Extract every line of the items below verbatim, leaving out the pictures.

## INFORMATION SHOWN
(begin)

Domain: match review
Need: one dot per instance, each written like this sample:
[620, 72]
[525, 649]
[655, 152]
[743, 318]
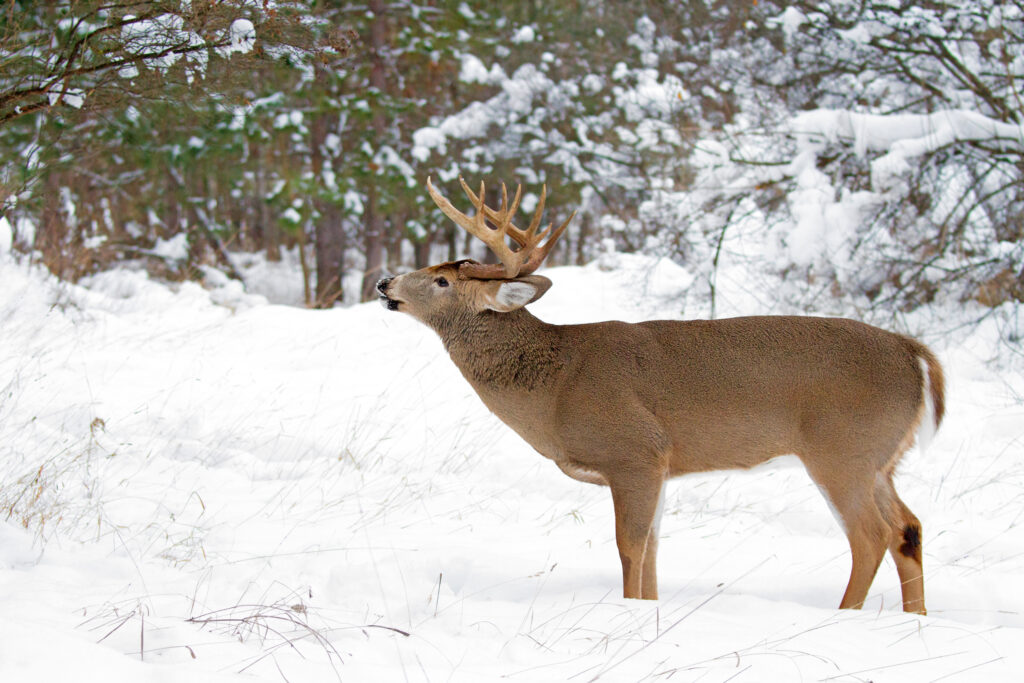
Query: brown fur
[629, 406]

(end)

## RESPONSE TO THE EXERCISE
Domain: match review
Need: one dot per instance, each written like this sample:
[620, 72]
[525, 649]
[655, 152]
[743, 318]
Query: brown fur
[629, 406]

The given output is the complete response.